-- Directive --
Rewrite the entries below, replacing every occurrence of "single point" with "one point" and leaving everything else unchanged.
* Begin *
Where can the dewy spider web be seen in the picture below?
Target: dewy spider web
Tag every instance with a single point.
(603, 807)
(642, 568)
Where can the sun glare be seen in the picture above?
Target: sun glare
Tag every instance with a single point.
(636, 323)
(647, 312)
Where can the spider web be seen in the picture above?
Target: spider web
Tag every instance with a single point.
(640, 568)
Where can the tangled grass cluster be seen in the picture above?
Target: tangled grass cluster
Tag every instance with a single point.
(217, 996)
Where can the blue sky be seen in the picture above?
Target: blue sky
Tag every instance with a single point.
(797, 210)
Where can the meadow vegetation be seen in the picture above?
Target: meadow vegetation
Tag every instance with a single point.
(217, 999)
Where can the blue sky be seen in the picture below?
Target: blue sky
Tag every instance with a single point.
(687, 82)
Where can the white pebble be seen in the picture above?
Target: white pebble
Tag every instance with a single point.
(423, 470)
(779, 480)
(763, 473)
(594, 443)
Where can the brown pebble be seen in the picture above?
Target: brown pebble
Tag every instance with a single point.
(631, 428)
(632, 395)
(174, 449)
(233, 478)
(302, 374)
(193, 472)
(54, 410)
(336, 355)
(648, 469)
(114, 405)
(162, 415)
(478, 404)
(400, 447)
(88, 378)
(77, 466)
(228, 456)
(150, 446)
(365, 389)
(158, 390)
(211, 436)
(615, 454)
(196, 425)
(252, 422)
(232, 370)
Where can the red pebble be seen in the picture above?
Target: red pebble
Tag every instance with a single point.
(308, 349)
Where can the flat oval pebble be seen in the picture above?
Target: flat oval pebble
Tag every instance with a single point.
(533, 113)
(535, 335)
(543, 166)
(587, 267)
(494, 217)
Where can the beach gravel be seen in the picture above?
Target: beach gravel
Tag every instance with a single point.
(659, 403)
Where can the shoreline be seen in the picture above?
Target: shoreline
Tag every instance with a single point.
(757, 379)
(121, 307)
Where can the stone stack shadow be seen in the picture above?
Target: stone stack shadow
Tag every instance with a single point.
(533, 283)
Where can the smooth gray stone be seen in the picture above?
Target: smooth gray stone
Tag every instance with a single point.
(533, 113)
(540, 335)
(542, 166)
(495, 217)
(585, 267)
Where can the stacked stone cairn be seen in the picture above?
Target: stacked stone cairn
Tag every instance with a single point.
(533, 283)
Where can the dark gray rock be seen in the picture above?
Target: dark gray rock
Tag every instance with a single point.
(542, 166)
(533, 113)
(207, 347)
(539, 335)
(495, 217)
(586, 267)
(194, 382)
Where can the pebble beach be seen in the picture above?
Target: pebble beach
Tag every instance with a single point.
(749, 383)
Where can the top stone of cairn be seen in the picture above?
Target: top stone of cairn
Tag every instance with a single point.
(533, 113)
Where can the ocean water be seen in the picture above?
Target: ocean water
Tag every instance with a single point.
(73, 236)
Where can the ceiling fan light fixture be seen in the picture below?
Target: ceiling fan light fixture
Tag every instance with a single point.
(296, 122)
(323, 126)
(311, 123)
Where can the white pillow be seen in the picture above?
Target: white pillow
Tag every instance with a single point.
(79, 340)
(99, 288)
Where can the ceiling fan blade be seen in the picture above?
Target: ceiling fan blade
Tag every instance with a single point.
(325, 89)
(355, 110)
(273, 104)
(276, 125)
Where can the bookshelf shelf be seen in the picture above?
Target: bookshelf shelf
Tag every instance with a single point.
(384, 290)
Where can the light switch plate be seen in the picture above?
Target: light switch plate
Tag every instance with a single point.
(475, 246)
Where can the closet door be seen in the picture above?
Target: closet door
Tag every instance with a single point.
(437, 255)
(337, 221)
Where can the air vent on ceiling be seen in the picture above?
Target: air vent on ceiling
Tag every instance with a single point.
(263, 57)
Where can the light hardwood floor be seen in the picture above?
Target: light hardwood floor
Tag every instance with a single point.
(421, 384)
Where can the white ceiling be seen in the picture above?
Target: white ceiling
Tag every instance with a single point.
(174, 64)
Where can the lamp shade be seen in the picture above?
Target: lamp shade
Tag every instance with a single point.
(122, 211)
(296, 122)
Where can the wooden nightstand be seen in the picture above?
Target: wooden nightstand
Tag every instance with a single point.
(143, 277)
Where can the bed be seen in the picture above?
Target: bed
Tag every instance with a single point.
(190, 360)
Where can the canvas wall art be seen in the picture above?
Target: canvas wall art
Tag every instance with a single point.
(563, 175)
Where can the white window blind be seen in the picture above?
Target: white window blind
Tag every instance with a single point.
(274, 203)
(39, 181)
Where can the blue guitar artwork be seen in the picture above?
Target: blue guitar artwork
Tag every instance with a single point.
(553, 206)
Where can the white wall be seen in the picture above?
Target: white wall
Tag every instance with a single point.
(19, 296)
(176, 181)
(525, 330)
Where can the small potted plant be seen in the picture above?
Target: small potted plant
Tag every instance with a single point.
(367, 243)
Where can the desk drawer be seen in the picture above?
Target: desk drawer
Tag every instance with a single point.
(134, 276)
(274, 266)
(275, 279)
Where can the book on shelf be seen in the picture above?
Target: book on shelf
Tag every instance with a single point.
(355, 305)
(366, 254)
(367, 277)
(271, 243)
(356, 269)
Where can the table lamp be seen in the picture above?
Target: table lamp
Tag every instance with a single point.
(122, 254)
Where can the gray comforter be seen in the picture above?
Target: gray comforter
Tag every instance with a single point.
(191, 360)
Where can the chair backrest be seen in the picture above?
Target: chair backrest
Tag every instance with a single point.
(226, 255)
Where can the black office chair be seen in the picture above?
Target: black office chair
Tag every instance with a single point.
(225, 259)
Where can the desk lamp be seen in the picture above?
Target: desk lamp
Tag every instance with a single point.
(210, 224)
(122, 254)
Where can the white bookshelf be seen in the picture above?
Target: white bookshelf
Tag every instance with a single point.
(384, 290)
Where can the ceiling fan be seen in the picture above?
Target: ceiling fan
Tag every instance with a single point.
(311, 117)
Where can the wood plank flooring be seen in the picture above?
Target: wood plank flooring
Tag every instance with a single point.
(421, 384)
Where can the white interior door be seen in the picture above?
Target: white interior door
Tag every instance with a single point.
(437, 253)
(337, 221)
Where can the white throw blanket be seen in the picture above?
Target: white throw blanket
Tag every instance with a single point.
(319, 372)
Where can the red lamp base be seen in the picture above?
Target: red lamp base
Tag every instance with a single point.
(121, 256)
* End *
-- Final result --
Where can the dewy spider web be seen in the picture below?
Target: dewy spider web
Tag every instance with a one point.
(603, 807)
(642, 568)
Where can the sun glare be seen in the picture above?
Target: sun glare
Tag every instance with a one point.
(636, 323)
(647, 312)
Where can the spider web be seen in the picture above?
Target: spider web
Tag every instance with a one point.
(640, 568)
Where can the tangled grass cluster be seen in the picture above?
Target: tangled grass cluster
Tag every instance with a one point.
(217, 996)
Where can the blue sky be seen in the picture above?
Target: blue sky
Tag every instance with a one point.
(797, 210)
Where can the meadow vegetation be seen in the picture above?
Target: meadow vegetation
Tag every instance with a one point.
(217, 999)
Where can the blue sky be seen in the picture below?
Target: blue sky
Tag every instance with a one point.
(687, 82)
Where can the white pebble be seen in the picture above?
Target: white pebble
Tag every instance with a one point.
(423, 470)
(779, 480)
(763, 473)
(594, 443)
Where can the brown pebble be seen in the picture above?
Target: brown pebble
Tag every instance with a one point.
(631, 428)
(632, 395)
(174, 449)
(233, 478)
(302, 374)
(193, 472)
(54, 410)
(336, 355)
(648, 469)
(114, 405)
(162, 415)
(478, 404)
(400, 447)
(88, 378)
(77, 466)
(228, 456)
(150, 446)
(365, 389)
(158, 390)
(211, 436)
(615, 454)
(196, 425)
(252, 422)
(232, 370)
Where can the red pebble be seen in the picture above?
Target: red pebble
Tag every instance with a one point.
(308, 349)
Where can the flat oval pebble be seen in the picture above?
Target: flat oval pebble
Tag every instance with a one point.
(533, 113)
(535, 335)
(543, 166)
(587, 267)
(494, 217)
Where can the beach gravel be seen in the picture above?
Target: beach gravel
Tag every instance with a one point.
(659, 403)
Where can the shoreline be seen in the picture above?
Target: shoreline
Tag every instance with a one point.
(757, 379)
(121, 307)
Where can the stone stack shadow be seen in the picture above?
Target: stone stack shadow
Tag every instance with a one point.
(533, 283)
Where can the smooth gray stone be seen in the picture above?
Target: smooth gray stone
Tag every instance with a one point.
(533, 113)
(540, 335)
(542, 166)
(495, 217)
(585, 267)
Where can the stacked stone cairn be seen in the picture above?
Target: stacked stone cairn
Tag every instance with a one point.
(533, 283)
Where can the dark gray rock be seen in the picture above?
Target: dark gray rock
Tag every instance with a one point.
(542, 166)
(533, 113)
(207, 347)
(539, 335)
(495, 217)
(586, 267)
(194, 382)
Where can the pebble beach be seen in the picture above?
Target: pebble beach
Tag every instance with a one point.
(749, 383)
Where can the top stone of cairn be seen in the picture above?
Target: top stone of cairn
Tag every instance with a one point.
(533, 113)
Where can the ocean water be seen in the picture above?
Target: ocean water
Tag every instance with a one point.
(73, 236)
Where can the ceiling fan light fixture be seen in the picture below?
Target: ceiling fan light fixture
Tag every instance with a one point.
(296, 122)
(323, 126)
(311, 123)
Where can the white pillow be seen in the picture above?
Target: white pillow
Tag every instance with a one point.
(79, 340)
(99, 288)
Where can the ceiling fan blade be seen in the picture above?
Target: ceiling fan blade
Tag every instance with a one point.
(325, 89)
(355, 110)
(273, 104)
(276, 125)
Where can the bookshelf shelf be seen in the picture above?
Target: bookshelf shelf
Tag every instance with a one point.
(384, 290)
Where can the light switch plate be seen in the picture above?
Target: light switch plate
Tag every instance with a one point.
(475, 246)
Where can the closet door be seen in the picture above?
Target: closet door
Tag every instance with a one point.
(437, 255)
(337, 221)
Where can the air vent on ceiling be seen in the picture above?
Target: air vent on ceiling
Tag every instance with a one point.
(263, 57)
Where can the light hardwood floor be seen in the picture above?
Target: light hardwood floor
Tag every instance with a one point.
(421, 384)
Where can the white ceiling be seen in the picture above?
Target: white ceiling
Tag every instance with a one point.
(174, 64)
Where can the lamp shade be seen in the picture above?
Target: lamp shade
Tag every instance with a one point.
(122, 211)
(296, 122)
Where can the wooden nightstand be seen in the picture above?
Target: wooden nightstand
Tag every instance with a one point.
(143, 277)
Where can the bed be seen in the picture above?
Target: bed
Tag every instance with a one point.
(190, 360)
Where can the canvas wall art be seen in the picture above?
Target: canvas wall art
Tag every instance with a one point.
(563, 175)
Where can the white window blind be seen in the picture above?
Target: white window blind
Tag every instance with a one point.
(274, 203)
(39, 181)
Where can the blue guitar artwork be seen in the picture above?
Target: blue guitar artwork
Tag every instance with a one point.
(553, 206)
Where can the white wall be seen in the picture above?
Target: white wall
Tag every instance with a one point.
(19, 296)
(176, 181)
(525, 330)
Where can the small potted plant be seen in the picture above?
Target: small potted plant
Tag every instance with a one point.
(367, 243)
Where can the desk drawer be seen in the picture above?
Target: desk drawer
Tag every instance with a one point.
(134, 276)
(274, 266)
(275, 279)
Where can the book on shelf be seen in the picture above?
Target: book on shelf
Tag every instance with a one point.
(355, 305)
(366, 254)
(367, 277)
(271, 243)
(356, 269)
Where can the table lamp be seen in the picture above?
Target: table lamp
Tag every instance with a one point.
(122, 254)
Where can the gray comforter be seen in the picture above?
Target: gray comforter
Tag every instance with a one point.
(191, 360)
Where can the chair backrest be seen in the picture above?
Target: chair backrest
Tag every instance with a one point.
(226, 255)
Where can the black office chair be seen in the picture above?
Target: black office chair
Tag every instance with a one point.
(225, 259)
Where can the desk lamp be seen in the picture above?
Target: desk lamp
Tag every instance with a one point.
(210, 224)
(122, 254)
Where can the white bookshelf be seen in the picture above?
Target: white bookshelf
Tag every instance with a one point.
(384, 290)
Where can the ceiling fan be seen in the picture above?
Target: ceiling fan
Tag every instance with a one point.
(311, 117)
Where can the wood plank flooring be seen in the picture above?
Target: wood plank flooring
Tag every instance with a one point.
(421, 384)
Where can the white interior door be seen in the picture above?
Target: white interior door
Tag every instance with a one point.
(437, 253)
(337, 221)
Where can the white throw blanket be seen in the picture above?
Target: white throw blanket
Tag every instance with a one point.
(319, 372)
Where can the red lamp base be seen in the picture above?
Target: red lamp base
Tag every instance with a one point.
(121, 256)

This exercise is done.